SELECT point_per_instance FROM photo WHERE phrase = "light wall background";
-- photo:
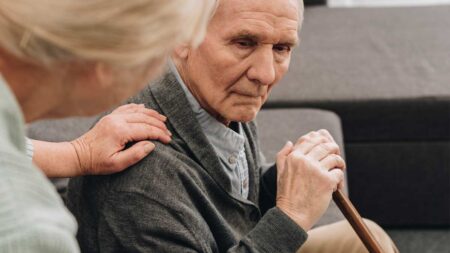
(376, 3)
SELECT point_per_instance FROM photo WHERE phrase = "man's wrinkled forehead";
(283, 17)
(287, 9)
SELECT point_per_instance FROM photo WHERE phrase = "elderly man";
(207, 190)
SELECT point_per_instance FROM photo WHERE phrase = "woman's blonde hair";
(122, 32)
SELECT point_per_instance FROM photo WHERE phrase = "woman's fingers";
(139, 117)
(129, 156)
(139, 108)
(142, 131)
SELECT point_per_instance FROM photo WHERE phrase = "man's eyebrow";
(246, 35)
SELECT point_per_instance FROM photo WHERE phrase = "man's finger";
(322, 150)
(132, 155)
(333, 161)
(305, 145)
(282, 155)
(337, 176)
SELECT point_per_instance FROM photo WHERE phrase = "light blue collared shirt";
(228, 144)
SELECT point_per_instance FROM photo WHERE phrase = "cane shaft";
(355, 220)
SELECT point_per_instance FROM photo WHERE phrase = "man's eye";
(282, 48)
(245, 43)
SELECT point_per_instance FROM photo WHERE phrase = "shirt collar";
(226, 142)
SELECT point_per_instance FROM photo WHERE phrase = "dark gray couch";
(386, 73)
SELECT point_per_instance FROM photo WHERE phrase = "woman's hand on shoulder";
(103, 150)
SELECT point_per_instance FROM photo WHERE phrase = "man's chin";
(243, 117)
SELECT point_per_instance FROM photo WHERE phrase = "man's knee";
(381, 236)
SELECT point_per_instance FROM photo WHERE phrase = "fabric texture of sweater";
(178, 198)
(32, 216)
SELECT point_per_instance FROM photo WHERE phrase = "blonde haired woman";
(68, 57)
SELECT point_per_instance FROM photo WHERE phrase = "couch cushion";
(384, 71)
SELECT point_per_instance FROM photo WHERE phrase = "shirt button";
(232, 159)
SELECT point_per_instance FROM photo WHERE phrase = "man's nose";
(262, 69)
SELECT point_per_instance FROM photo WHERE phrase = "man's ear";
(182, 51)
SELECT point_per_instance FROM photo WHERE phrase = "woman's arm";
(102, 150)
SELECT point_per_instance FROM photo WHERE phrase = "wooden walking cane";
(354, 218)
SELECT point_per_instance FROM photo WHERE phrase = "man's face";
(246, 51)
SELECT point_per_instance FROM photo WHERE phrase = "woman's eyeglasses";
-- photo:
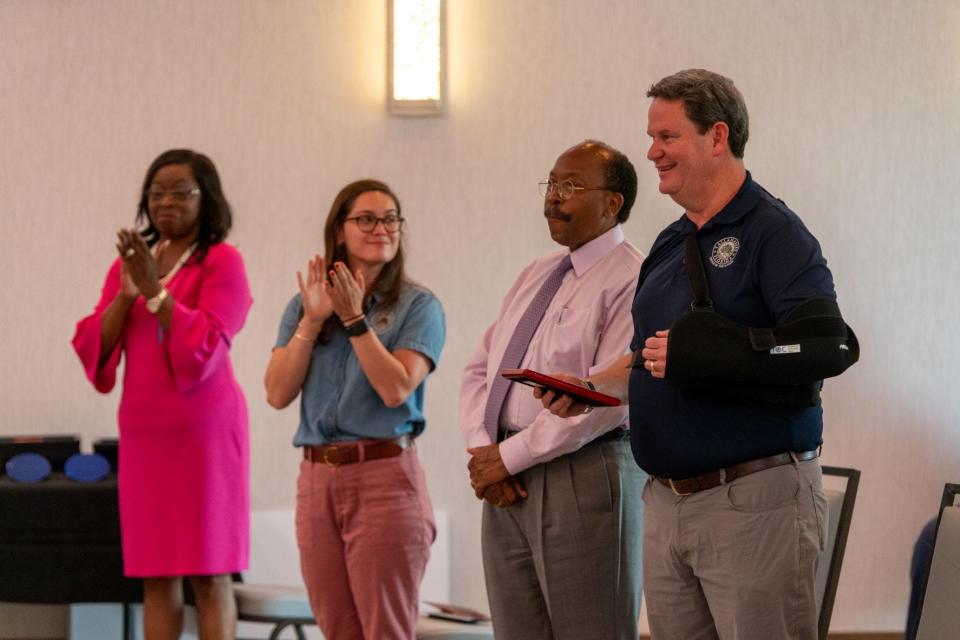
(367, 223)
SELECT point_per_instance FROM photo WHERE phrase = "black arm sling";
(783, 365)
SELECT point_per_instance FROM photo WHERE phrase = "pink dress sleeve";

### Exercise goal
Give the listing again exactly, excluding pictures.

### Exercise result
SELECT point_per_instance FROM photo WHERE phrase = "light wall background";
-- photo:
(376, 3)
SELECT point_per_instance FROM photo WHERE phrase = "man's wrinkled forehead";
(283, 17)
(287, 9)
SELECT point_per_instance FROM photo WHERE phrase = "elderly man";
(207, 190)
SELECT point_per_instance FROM photo WHERE phrase = "woman's blonde hair";
(122, 32)
SELECT point_per_instance FROM photo WHERE phrase = "woman's fingers";
(139, 117)
(129, 156)
(139, 108)
(142, 131)
SELECT point_per_instance FROM photo WHERE phrase = "man's eyebrow";
(246, 35)
SELECT point_per_instance FROM photo WHERE phrase = "man's finger";
(322, 150)
(132, 155)
(333, 161)
(305, 145)
(282, 155)
(337, 176)
SELECT point_per_instance FROM photo WHERE phrase = "light blue collared shirt";
(228, 144)
SELECT point_per_instance FROM photo WHERE phrase = "cane shaft";
(355, 220)
SELECT point_per_instance FROM photo WHERE phrase = "man's eye";
(282, 48)
(245, 43)
SELECT point_per_instance FROM photo WHERE phrase = "shirt collar";
(226, 142)
SELECT point_per_instance FROM photo WHERE phrase = "dark gray couch";
(386, 73)
SELECT point_per_instance FROM photo WHERE phrase = "woman's hand on shoulder";
(103, 150)
SELECT point_per_instance FROM photo WHERE phrase = "man's chin";
(243, 117)
SELECT point_per_instance FROM photo WHERE phrase = "man's knee";
(381, 236)
SELECT point_per_instance FROM photo WHERE phrase = "fabric texture of sweater";
(178, 198)
(32, 216)
SELECT point_per_instance FROM photo WHERE phrase = "blonde haired woman";
(68, 57)
SELECT point_per_instance FROM photo WHERE phrase = "couch cushion";
(384, 71)
SELECT point_per_instance FROM photo WHERE phrase = "shirt button";
(232, 159)
SELECT point_per_instance FROM photo WHERE phrase = "man's nose";
(262, 69)
SELECT point_per_instance FROM photo WHERE phrase = "man's ear";
(182, 51)
SELECT point_per_instance FROM photo WHERE phrase = "woman's arm";
(102, 150)
SELECT point_per_instance FROM photo WHERE phrase = "wooden walking cane";
(354, 218)
SELECT point_per_instance FROM photo WHERE phrase = "man's face";
(246, 51)
SELECT point_per_instance FROM photo WHERE phrase = "woman's eyeglasses";
-- photo:
(367, 223)
SELECT point_per_instance FROM photo WHERE phrase = "black arm sling";
(783, 365)
SELECT point_per_instance FROM photo WHERE phrase = "pink dress sleeve";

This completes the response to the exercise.